## Your goal
Extract the passage of the client-side troubleshooting guide from "Job Seems to Hang in" to "on the node.", copying it word for word.

## Text under study
= Beginning of Section =

3.2.11. Common Client-Side Issues

Job Fails to Start

Symptom: Exception When Job Submitted, Potential Root Cause:  Mistake in the Job's User Code

Troubleshooting Steps:

  • Examine Node Manager/Resource Manager logs and task-logs to find the exact exception.

Resolution Steps:

  • Examine the stack-trace for the thrown exception.

  • Examine the user code to see if you can spot the error.

Information to Collect:

  • Resource Manager log.

  • Node Manager log.

  • The exception trace that the user has mentioned, and the task logs.

  • If possible, get at least a snippet of Java code from the area where the exception was thrown.

Symptom: "No Class Def Found" or Similar Exception When Trying to Start Job, Potential Root Cause - 1:  Job's .jar File -- or Other .jar File -- Not on Classpath

Troubleshooting Steps:

  • Verify that the exception is ClassNotFound, NoSuchMethodError, or a similar exception.

Resolution Steps:

  • Find the .jar file that contains the missing class and add it to the classpath.

Information to Collect:

  • The entire command used to submit the job.

  • The stack-trace from the Node Manager logs.

Potential Root Cause - 2:  Main Class or Method of the Job Code is not "Public Static"

Troubleshooting Steps:

  • Examine the code for the main MRv2 class.

Resolution Steps:

  • Set access modifiers to "public static"

  • Recompile and re-test.

Information to Collect:

  • The exact exception thrown by Hadoop.

  • The job source code.

Job Seems to Hang in Setup

Symptom: Job Seems to Hang and Node Manager Becomes "Blacklisted", Potential Root Cause:  Too Many Allowed Slots Configured for the System Memory on the Node

Troubleshooting Steps:

  • Verify the amount of system memory.

  • Calculate the required memory for each configured Container.

  • Take into account any other processes running on the node.

Resolution Steps:

  • Add all of the above. If the total is greater than the total available on the node, you will need to reduce the amount configured in the Container properties.

Symptom: Job Seems to Hang Without "Blacklisting", Potential Root Cause:  No Node Managers Currently Available

Troubleshooting Steps:

  • Verify the number of available MRv2 tasks available by looking at:

    <Resource Manager host>:8088/cluster/nodes

Resolution Steps:

  • Wait until more Node Managers become available, then see if the job runs.

Information to Collect:

  • None until the job actually fails to run, then troubleshoot based on the failure symptom.

= End of Section =

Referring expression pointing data
= Beginning of Section =

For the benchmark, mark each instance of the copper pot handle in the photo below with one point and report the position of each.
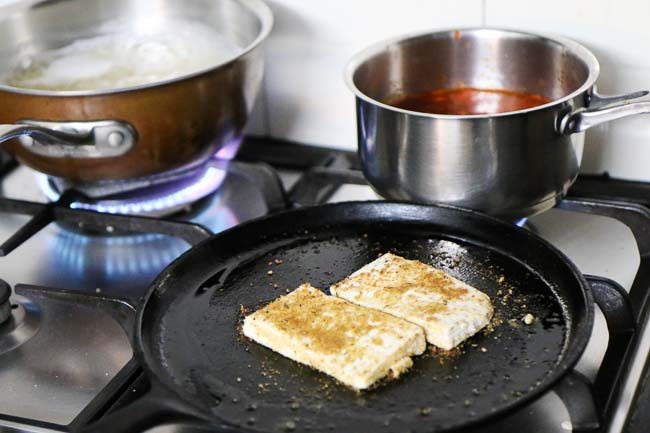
(88, 139)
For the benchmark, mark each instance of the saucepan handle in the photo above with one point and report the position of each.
(601, 109)
(87, 139)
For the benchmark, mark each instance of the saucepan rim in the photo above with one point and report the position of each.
(572, 46)
(256, 7)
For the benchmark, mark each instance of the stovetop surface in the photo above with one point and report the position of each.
(78, 348)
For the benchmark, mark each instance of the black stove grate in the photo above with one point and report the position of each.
(322, 172)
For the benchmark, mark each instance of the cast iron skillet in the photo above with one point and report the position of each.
(189, 341)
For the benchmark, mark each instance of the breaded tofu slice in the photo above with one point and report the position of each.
(356, 345)
(449, 310)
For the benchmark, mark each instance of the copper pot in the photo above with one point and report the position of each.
(89, 136)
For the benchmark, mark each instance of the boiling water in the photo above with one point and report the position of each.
(122, 57)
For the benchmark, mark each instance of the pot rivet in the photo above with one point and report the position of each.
(115, 139)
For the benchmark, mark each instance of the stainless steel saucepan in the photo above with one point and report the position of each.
(510, 164)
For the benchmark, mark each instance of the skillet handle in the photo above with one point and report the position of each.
(614, 303)
(154, 407)
(576, 393)
(88, 139)
(589, 404)
(603, 109)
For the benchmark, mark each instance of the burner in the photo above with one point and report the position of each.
(158, 195)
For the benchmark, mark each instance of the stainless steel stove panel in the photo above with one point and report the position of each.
(55, 374)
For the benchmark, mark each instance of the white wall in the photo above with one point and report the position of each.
(307, 101)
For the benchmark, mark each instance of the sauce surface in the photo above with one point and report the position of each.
(468, 101)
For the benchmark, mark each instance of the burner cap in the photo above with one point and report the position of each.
(5, 305)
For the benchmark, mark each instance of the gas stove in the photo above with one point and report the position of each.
(77, 275)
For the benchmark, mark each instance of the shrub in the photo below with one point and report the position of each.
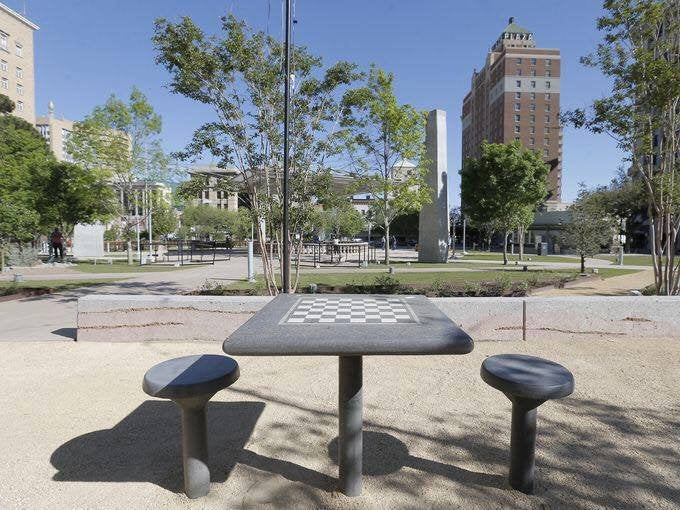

= End of Section =

## Finished exercise
Job Seems to Hang in Setup

Symptom: Job Seems to Hang and Node Manager Becomes "Blacklisted", Potential Root Cause:  Too Many Allowed Slots Configured for the System Memory on the Node

Troubleshooting Steps:

  • Verify the amount of system memory.

  • Calculate the required memory for each configured Container.

  • Take into account any other processes running on the node.